==== Selected excerpt
The unemployment rate ticked up slightly to 3.7 percent, according to a monthly jobs report released by the Bureau of Labor Statistics on Friday, with 344,000 more people unemployed than the previous month.

The August jobs gains were the lowest monthly pick-up so far this year, but the labor market remains an area of strength for the economy, especially as the Federal Reserve raises interest rates to rein in blistering inflation.

The biggest gains were in professional and business services, which added 68,000 jobs in August, shooting past its pre-pandemic numbers. The industry saw the strongest gains in computer systems design, management and technical consulting, and architectural and engineering services, while legal services lost 9,000 jobs.

Employment in healthcare rose by 48,000 jobs, with notable additions in physicians, hospitals, and nursing and residential care facilities. Retail trade added 44,000 jobs and manufacturing continued to trend up by 22,000 jobs.

Employment in leisure and hospitality saw little change after average monthly job gains of 90,000 in the first seven months of 2022. The industry still remains below its pre-pandemic levels by 7 percent.

The economy has more than recovered the 20 million jobs lost during the pandemic. Meanwhile, other indicators, such as a decline in economic output and persistent higher prices for just about everything, suggest a less rosy picture, raising questions on how much longer the hot job market can last.

The mixed signals have led many economists to warn that workers will eventually face a weaker job market, especially if there is a recession. And although inflation eased slightly while remaining high in July and workers have continued to see historic wage growth this summer, paychecks have not kept up with inflation, hitting low-income households the hardest.

Average hourly earnings increased by 10 cents for private sector workers in August, or by 0.3 percent, to $32.36 an hour. Over the past year, wages have increased by 5.2 percent.

The labor force participation rate also ticked up by 0.3 percent in August up to 62.4 percent, a sign that more Americans are looking to return to work, with many finding jobs. But that figure remains below its February 2020 levels, frustrating employers facing severe labor shortages.

“Broadly speaking, the economy is slowing even though the job market has been very hot,” said Daniel Zhao, lead economist at Glassdoor. “But the overall economy and job market can’t be out of sync for too long. I think the labor market still has gas left in the tank and clearly more than we expected a few months ago, but eventually it will have to fall back to earth.”

The economy added 528,000 jobs in July, more than doubling forecasters’ expectations and substantially reducing recession fears.
========
==== Excerpted records
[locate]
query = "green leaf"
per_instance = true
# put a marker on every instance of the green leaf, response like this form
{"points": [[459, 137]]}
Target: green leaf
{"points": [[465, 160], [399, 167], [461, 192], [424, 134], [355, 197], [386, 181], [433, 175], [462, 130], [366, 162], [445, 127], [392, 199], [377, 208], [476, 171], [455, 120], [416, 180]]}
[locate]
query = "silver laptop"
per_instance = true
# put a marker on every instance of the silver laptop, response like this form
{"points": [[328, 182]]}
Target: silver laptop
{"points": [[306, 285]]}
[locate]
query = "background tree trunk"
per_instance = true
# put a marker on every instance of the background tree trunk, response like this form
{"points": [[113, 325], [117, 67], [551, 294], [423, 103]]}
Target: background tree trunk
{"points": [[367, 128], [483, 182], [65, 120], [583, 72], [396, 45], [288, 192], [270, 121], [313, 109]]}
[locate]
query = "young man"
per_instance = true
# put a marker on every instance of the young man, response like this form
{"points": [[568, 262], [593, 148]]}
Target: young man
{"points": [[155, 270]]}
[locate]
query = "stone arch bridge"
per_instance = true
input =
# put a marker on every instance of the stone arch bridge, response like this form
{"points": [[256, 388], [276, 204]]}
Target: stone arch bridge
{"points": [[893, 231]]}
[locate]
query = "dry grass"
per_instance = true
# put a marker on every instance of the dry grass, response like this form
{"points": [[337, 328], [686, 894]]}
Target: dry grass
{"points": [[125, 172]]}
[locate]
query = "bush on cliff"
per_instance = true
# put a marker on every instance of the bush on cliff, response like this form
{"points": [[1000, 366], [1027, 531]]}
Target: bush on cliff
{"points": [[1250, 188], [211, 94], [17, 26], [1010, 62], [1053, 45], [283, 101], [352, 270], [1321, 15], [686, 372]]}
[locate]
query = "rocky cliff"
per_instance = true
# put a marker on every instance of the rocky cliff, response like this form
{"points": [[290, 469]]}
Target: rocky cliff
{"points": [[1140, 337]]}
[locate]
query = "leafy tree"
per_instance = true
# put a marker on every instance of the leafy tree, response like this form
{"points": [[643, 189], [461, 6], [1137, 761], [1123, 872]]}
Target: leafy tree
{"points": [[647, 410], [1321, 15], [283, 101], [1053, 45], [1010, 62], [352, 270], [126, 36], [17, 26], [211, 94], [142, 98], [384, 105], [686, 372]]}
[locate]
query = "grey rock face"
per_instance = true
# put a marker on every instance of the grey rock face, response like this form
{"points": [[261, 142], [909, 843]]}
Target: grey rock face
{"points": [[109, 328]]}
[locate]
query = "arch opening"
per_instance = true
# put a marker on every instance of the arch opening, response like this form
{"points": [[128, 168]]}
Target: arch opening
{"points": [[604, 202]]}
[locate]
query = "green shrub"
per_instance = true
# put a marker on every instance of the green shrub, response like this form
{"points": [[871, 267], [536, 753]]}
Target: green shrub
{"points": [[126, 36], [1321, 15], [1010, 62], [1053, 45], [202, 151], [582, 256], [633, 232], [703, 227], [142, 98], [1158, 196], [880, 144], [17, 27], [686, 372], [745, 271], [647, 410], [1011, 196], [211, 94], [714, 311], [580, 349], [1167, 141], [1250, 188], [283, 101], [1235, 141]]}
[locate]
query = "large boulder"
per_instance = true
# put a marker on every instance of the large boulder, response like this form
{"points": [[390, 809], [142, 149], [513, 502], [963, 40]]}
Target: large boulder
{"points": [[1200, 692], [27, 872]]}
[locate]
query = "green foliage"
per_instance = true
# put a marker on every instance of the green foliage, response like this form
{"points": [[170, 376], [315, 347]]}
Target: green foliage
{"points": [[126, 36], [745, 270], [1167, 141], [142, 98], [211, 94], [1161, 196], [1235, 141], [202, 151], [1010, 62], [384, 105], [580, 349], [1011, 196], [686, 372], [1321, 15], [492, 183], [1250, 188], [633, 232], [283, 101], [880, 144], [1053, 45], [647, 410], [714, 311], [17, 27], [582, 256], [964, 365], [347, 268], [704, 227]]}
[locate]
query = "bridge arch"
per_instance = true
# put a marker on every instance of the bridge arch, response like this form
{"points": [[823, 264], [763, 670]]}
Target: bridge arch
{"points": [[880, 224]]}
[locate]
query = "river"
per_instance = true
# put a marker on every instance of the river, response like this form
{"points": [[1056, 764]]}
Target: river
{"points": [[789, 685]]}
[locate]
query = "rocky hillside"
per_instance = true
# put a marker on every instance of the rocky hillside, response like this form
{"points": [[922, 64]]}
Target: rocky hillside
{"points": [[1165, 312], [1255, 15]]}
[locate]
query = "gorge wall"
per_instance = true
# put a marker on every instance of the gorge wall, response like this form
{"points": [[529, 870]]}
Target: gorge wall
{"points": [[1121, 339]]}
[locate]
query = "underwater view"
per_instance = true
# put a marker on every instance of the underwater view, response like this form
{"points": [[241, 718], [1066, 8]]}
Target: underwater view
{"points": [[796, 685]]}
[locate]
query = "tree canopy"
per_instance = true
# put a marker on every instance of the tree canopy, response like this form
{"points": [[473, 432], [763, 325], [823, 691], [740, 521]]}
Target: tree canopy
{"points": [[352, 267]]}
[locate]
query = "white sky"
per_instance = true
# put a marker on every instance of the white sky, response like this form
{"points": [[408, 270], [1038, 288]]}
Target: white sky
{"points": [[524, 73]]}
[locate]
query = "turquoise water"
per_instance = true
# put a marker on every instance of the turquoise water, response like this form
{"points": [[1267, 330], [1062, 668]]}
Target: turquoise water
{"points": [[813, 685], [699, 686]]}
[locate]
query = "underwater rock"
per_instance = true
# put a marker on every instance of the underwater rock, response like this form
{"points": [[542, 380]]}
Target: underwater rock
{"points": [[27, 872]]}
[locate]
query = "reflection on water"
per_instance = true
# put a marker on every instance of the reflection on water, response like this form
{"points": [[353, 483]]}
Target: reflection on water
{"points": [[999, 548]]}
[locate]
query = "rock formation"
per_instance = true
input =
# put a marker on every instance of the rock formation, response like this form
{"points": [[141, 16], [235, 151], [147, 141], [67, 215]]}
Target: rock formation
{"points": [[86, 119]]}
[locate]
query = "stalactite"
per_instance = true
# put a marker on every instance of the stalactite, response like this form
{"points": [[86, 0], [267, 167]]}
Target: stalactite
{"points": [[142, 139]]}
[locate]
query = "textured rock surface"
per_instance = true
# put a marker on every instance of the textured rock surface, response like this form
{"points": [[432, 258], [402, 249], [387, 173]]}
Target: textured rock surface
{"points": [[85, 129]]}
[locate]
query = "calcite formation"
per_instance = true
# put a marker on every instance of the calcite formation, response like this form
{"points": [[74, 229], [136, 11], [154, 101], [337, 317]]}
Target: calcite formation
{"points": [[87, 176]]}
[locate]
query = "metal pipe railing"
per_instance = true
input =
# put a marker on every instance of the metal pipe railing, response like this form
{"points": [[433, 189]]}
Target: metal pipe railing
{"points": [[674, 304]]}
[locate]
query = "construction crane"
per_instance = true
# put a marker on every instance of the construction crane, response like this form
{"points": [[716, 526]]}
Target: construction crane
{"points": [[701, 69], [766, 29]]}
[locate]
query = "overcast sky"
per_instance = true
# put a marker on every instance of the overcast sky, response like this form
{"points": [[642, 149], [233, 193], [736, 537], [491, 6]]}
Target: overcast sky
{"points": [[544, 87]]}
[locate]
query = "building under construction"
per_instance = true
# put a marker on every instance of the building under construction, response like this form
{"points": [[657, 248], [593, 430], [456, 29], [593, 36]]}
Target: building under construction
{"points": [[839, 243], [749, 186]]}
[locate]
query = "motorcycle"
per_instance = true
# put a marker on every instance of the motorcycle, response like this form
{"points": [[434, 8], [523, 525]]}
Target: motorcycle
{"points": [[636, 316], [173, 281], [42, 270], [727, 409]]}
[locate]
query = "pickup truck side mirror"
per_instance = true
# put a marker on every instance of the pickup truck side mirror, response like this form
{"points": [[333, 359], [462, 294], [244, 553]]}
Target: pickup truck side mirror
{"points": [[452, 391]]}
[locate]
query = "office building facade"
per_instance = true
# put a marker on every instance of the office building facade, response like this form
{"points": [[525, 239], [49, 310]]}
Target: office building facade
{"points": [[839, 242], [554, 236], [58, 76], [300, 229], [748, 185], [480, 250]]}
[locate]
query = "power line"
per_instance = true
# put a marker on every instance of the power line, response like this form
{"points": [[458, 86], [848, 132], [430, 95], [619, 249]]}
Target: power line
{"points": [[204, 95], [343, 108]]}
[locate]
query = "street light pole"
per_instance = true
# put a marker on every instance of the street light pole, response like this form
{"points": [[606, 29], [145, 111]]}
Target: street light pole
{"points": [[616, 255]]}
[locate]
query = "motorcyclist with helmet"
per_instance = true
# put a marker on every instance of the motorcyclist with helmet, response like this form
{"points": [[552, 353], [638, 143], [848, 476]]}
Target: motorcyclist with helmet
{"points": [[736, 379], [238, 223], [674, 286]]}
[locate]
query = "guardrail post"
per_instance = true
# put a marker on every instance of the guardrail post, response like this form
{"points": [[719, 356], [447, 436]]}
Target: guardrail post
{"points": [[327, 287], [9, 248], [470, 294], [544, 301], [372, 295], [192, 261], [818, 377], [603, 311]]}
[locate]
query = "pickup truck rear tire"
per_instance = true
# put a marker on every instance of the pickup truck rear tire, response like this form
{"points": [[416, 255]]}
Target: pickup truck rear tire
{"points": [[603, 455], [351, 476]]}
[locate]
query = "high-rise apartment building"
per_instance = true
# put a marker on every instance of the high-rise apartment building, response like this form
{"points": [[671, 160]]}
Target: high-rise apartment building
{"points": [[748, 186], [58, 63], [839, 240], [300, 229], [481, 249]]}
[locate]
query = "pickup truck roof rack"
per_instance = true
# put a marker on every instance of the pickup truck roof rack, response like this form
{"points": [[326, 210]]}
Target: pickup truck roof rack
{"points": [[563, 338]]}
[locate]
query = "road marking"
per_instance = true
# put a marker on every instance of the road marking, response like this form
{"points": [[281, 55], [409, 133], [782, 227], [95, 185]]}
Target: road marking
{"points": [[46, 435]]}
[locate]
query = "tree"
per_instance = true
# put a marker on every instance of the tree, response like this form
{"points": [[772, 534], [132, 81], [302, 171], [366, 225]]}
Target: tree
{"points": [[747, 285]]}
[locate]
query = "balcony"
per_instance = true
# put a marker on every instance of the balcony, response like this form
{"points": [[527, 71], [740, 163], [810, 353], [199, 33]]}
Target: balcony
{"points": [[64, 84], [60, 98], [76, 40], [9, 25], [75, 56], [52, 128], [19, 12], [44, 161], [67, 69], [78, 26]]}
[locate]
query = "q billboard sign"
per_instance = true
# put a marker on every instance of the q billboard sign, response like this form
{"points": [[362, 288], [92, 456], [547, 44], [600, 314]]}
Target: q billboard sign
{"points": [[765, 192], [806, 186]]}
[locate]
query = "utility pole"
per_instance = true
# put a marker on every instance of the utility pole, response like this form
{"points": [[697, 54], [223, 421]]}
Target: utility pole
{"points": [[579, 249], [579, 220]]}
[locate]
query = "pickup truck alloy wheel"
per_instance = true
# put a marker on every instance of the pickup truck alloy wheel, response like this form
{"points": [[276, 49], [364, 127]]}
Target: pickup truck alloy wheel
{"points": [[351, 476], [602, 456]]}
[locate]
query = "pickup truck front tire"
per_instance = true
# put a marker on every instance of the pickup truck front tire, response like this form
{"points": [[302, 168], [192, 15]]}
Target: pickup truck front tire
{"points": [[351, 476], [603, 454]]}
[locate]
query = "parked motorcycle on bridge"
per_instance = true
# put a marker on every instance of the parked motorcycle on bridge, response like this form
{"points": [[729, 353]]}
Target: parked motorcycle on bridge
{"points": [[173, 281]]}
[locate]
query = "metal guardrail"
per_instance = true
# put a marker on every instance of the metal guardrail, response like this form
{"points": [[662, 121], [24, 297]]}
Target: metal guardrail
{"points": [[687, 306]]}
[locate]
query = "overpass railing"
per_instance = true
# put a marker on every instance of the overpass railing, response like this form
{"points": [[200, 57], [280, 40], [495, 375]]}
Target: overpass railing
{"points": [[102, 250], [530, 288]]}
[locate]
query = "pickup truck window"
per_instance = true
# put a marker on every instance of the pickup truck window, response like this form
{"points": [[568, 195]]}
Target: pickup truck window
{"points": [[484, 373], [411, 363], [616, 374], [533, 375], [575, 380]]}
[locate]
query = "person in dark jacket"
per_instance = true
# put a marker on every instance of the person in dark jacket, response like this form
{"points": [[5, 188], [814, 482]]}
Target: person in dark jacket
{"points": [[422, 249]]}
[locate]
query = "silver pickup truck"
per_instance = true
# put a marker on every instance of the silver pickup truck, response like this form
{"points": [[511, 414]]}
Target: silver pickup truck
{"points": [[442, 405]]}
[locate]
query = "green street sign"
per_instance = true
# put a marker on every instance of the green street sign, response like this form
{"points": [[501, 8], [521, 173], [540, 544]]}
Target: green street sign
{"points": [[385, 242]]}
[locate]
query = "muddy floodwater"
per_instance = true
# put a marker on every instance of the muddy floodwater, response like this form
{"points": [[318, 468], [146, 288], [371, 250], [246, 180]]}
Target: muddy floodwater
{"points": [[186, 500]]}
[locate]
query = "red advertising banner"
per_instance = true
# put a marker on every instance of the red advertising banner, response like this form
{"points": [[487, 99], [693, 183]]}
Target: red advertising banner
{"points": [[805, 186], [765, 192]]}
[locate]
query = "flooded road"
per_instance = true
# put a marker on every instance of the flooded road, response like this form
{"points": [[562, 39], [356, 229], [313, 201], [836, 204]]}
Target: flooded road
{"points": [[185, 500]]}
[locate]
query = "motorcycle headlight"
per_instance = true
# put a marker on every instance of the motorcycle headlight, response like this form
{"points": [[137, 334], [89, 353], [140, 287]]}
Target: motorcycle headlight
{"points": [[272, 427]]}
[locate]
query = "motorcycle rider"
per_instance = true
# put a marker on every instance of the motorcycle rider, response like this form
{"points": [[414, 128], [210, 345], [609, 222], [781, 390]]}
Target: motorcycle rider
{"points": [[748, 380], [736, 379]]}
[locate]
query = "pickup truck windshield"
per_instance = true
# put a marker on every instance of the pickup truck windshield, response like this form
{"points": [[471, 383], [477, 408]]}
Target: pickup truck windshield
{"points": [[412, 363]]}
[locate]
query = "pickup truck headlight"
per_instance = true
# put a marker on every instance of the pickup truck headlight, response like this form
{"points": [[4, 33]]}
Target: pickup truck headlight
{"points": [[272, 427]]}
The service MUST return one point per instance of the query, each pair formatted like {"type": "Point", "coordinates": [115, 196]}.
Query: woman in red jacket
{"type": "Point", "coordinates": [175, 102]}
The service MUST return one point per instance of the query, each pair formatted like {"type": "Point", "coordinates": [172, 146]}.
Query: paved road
========
▸ **Required tasks**
• A. Decide whether each statement agrees with the article on the August jobs report. Give yes or no for each, with the deciding words quoted from the article.
(i) Legal services lost jobs in August.
(ii) Leisure and hospitality employment is back above its pre-pandemic level.
(iii) Average hourly earnings for private sector workers reached $32.36 an hour in August.
• B. According to the article on the August jobs report, by how many jobs did healthcare employment rise?
• C. Please carry the article on the August jobs report forward from the point where it ends.

▸ **Answers per task**
• A.
(i) Yes: "while legal services lost 9,000 jobs."
(ii) No: "The industry still remains below its pre-pandemic levels by 7 percent."
(iii) Yes: "Average hourly earnings increased by 10 cents for private sector workers in August, or by 0.3 percent, to $32.36 an hour."

• B. 48,000 jobs.

• C.
“Things are still very hot, but July’s report was more of a fluke than the start of an accelerator,” Zhao said.

Industries that are more sensitive to interest rate hikes, including construction, durable goods production, mortgages and temporary help services, will see a decline in jobs first if the labor market weakens, economists say.

“When we stop seeing growth in those industries, that’s when you think the first shoe is beginning to drop. It hasn’t yet,” said Erica Groshen, an economics adviser at Cornell University and the commissioner of the Bureau of Labor Statistics from 2013 to 2017.

The strength of the job market has emboldened the Fed to take aggressive action to fight inflation. Speaking in Jackson Hole, Wyo. last week, central bank Chair Jerome H. Powell said the Fed will not stop raising rates until inflation is more under control, though he expects that will probably soften the labor market.

Booming jobs creation has also meant fierce competition between employers for a limited labor supply. There continue to be roughly two open jobs for every job seeker, according to July job openings report, and workers continued to quit their jobs at an elevated rate in July, in a phenomenon, that has been dubbed the Great Resignation.

Craig Woodling, 39, quit his job delivering packages for an Amazon contractor in Orlando in August. His co-workers had been quitting “left and right,” he said, and his manager was disappointed when he gave his notice.

“It was mostly heat and the expectations of how much Amazon wanted us to deliver,” Woodling said. He added that the number of packages he was delivering had surged to 400 a day, up from 220 during the pandemic. “I’m about 40, at this point, so it’s wearing my body out.”

Woodling said he felt comfortable quitting his $18-an-hour delivery job because of a labor market with plentiful opportunities. Plus, his wife has a stable income. Now that he’s applying for jobs, he’s less certain that he’ll be able to quickly find another, particularly in the areas that he is looking: radio, his passion, or information technology.

“I thought it would be much easier to get a job once I quit, but that hasn’t been the case,” Woodling said. “Part of me want to looks for delivery jobs that I did before, but my wife keeps reminding me that you don’t want to get in that field again.”

The tight labor market, combined with inflation at 40-year-highs, has also fostered an environment ripe for union activity, as workers struggling to pay for gas, food and housing have more power to make collective demands of employers facing widespread labor shortages. The National Labor Relations Board has reported a 56 percent uptick in petitions for union elections in the first nine months of fiscal year 2022 compared with the prior year.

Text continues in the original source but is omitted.